TEXTAUSZUG:
----------

Razzia im Tierschutzverein

Nach den Untreue-Vorwürfen gegen Vorstandsmitglieder des Tierheims werden neun Wohnungen gefilzt. Ans Licht kommen immer neue dubiose Grundstücks- und Immobilienverkäufe des Vereins

Der 1841 gegründete Hamburger Tierschutzverein hat derzeit 8.000 Mitglieder und mehr als 80 Mitarbeiter. Er betreibt das Tierheim in der Süderstraße, das über eine 24-Stunden-Alarmbereitschaft, einen Fuhrpark zur Tierrettung sowie ein Ärzteteam für Operationen verfügt. Wolfgang Poggendorf ist seit 1995 Geschäftsführer des Vereins und inzwischen auch Chef des Vorstands.  KVA

www.hamburger-tierschutzverein.de

VON KAI VON APPEN

Für Wolfgang Poggendorf wird es langsam eng: Immer neue Untreue-Vorwürfe werden gegen den 70-jährigen Chef des Hamburger Tierschutzvereins (HTV) laut. Gestern durchsuchten Wirtschaftsfahnder und Staatsanwälte neun Wohnungen in Hamburg und Umgebung sowie auf Sylt. 150 Polizisten waren an der Aktion beteiligt. Die Ermittlungen richten sich auch gegen die stellvertretende HTV-Vorsitzende Kirsten W. und den Vereins-Schatzmeister Manfred E.

Ins Rollen gebracht hatte den Stein ein umstrittenes Immobiliengeschäft Poggendorfs: Der Tierheim-Chef hatte dem Verein ein Appartment in Westerland auf Sylt abgekauft – Preis: 130.000 Euro inklusive Tiefgaragenplatz und Meeresblick. Die Wohnung war dem HTV einst von einem Tierfreund vererbt worden. Der Wert der Immobilien wird jedoch laut Angaben aus Maklerkreisen wesentlich höher, nämlich auf weit über 200.000 Euro beziffert. Obwohl es Interessenten gegeben haben soll, die den Markwert zahlen wollten, hatte Poggendorf vom HTV-Vorstand den Zuschlag bekommen. Poggendorf, der nach eigenem Bekunden seinen Alterswohnsitz in dem Appartment einrichten will, beruft sich auf ein Gutachten, demnach der Kaufpreis angemessen sei.

Ins Blickfeld der Ermittler ist nun auch ein weiteres Immobiliengeschäft unter Poggendorfs Ägide geraten: 2003 hatte der HTV den Gnadenhof bei Ellerhoop/Elmshorn für 610.000 Euro verkauft. „Offenbar weit unter Wert“, sagt der Sprecher der Staatsanwaltschaft, Rüdiger Bagger. Der Verein hatte das Anwesen von mehr als 100.0000 Quadratmeter diversen Stallungen und einem Wohnhaus in den 80er Jahren für rund 850.000 Euro erworben, um 50.000 Euro erweitert und für eine unbekannte Summe renoviert.

----------

BEREITGESTELLTE ANGABEN:
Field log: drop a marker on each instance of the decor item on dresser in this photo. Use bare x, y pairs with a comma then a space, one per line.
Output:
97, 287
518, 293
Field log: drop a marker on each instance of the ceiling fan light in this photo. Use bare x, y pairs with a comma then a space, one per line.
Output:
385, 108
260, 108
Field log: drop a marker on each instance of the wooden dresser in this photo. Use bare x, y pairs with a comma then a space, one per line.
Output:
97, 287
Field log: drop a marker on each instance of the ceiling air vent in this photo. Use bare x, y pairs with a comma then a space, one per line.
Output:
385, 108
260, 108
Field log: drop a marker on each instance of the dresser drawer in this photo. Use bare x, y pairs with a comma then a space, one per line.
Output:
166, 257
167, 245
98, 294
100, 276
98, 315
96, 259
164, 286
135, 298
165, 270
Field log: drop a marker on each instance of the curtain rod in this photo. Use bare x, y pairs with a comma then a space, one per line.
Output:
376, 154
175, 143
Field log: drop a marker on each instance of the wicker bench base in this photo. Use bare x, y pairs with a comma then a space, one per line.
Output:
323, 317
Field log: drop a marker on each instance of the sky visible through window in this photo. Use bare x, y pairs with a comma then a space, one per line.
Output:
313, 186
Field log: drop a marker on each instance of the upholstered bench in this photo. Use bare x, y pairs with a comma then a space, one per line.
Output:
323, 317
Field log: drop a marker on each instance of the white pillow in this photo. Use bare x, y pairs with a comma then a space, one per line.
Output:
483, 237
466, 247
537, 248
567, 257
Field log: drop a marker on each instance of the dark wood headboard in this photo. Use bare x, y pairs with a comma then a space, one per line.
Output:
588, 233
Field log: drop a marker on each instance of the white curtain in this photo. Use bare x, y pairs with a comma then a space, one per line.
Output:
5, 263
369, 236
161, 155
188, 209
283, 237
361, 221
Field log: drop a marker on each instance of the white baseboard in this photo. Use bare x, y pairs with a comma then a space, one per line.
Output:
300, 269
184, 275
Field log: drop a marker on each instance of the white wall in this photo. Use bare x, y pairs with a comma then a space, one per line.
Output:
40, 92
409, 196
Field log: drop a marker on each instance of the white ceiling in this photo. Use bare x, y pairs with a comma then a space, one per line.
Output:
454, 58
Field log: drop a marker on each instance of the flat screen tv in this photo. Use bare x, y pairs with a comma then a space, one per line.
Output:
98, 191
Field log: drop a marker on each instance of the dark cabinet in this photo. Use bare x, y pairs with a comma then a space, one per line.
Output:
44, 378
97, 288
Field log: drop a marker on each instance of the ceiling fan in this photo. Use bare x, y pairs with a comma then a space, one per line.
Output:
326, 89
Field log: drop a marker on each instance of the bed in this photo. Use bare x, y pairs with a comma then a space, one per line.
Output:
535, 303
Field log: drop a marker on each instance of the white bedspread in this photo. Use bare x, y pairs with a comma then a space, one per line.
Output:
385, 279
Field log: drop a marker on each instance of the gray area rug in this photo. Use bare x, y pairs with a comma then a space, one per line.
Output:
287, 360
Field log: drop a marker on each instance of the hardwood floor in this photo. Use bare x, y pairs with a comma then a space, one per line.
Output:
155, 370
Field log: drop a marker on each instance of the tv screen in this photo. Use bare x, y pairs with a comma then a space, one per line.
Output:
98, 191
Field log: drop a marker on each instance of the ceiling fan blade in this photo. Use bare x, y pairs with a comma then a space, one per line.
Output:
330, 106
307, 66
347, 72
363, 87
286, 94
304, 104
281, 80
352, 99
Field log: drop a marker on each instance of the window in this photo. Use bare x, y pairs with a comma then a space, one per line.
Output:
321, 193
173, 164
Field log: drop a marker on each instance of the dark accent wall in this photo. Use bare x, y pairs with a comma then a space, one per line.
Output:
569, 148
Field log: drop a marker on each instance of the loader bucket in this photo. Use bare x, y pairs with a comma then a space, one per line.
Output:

----------

HINWEISE ZUR AUFGABE:
Schreiben Sie aus dem Textauszug über die Razzia im Tierschutzverein die Stelle von „Ins Blickfeld der“ bis „unbekannte Summe renoviert.“ wortgetreu ab.

LÖSUNG DER AUFGABE:
Ins Blickfeld der Ermittler ist nun auch ein weiteres Immobiliengeschäft unter Poggendorfs Ägide geraten: 2003 hatte der HTV den Gnadenhof bei Ellerhoop/Elmshorn für 610.000 Euro verkauft. „Offenbar weit unter Wert“, sagt der Sprecher der Staatsanwaltschaft, Rüdiger Bagger. Der Verein hatte das Anwesen von mehr als 100.0000 Quadratmeter diversen Stallungen und einem Wohnhaus in den 80er Jahren für rund 850.000 Euro erworben, um 50.000 Euro erweitert und für eine unbekannte Summe renoviert.